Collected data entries
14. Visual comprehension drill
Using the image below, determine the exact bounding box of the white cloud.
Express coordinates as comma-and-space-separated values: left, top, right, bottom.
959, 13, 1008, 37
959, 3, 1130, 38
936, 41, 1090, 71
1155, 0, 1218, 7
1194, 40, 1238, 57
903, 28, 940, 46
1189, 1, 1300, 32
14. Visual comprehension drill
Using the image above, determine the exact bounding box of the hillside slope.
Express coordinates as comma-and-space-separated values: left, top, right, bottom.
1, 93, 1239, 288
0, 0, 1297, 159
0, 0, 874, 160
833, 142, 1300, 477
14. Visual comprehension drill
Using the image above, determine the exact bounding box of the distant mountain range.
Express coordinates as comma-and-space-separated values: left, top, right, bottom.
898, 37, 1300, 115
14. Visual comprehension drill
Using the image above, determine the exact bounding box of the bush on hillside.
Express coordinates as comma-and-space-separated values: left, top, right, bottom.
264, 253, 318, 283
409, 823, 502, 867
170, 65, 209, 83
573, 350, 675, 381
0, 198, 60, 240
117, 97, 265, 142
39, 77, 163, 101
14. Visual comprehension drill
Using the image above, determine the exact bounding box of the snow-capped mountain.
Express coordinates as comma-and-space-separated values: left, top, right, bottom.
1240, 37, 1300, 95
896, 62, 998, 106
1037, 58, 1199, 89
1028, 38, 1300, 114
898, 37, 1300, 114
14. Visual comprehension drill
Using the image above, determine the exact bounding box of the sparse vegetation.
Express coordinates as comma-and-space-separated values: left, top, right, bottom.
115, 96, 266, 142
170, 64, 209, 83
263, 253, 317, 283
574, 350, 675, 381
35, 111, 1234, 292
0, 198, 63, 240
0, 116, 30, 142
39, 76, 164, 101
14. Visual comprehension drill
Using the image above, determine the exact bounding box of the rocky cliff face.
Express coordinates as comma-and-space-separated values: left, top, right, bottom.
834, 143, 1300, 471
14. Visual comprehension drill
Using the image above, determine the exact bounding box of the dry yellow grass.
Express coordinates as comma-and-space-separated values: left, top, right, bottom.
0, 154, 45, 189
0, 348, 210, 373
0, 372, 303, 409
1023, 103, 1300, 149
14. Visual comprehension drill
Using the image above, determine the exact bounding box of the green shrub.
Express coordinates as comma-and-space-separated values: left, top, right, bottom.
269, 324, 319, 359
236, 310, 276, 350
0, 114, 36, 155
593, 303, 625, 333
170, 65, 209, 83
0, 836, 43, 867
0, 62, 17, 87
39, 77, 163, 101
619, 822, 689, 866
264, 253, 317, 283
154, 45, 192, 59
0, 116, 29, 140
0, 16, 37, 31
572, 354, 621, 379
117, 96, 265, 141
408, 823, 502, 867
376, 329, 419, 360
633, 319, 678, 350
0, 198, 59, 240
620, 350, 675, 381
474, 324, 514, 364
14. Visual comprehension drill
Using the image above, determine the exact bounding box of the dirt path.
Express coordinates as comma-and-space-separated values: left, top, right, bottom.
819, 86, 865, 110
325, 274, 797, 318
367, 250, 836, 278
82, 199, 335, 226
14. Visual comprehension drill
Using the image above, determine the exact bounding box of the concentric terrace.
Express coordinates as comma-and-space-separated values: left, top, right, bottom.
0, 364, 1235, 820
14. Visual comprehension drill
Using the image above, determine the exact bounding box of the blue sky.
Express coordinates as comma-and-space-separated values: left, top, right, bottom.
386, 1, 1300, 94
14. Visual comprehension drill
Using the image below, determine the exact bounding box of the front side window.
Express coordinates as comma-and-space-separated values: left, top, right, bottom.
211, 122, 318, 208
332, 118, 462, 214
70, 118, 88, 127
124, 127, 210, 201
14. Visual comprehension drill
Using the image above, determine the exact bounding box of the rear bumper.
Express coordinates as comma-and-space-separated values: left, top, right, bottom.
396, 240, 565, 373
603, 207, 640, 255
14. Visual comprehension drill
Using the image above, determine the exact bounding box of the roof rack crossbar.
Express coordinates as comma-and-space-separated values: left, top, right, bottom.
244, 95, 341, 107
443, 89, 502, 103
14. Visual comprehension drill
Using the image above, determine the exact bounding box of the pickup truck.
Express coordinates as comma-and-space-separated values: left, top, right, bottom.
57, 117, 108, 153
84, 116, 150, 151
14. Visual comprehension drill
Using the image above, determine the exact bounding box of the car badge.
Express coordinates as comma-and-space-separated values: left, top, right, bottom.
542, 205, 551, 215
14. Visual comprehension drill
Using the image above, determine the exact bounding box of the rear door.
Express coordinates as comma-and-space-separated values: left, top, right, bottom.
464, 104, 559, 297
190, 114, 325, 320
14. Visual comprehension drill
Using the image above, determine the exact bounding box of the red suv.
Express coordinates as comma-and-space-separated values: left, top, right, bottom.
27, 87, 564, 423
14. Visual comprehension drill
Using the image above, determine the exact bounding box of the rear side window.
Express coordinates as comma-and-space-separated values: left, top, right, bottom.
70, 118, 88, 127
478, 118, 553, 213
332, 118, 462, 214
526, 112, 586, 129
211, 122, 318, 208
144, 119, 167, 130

Required work |
Within the data, how many lines hold "mountain"? Respond with only the number.

Exercise response |
2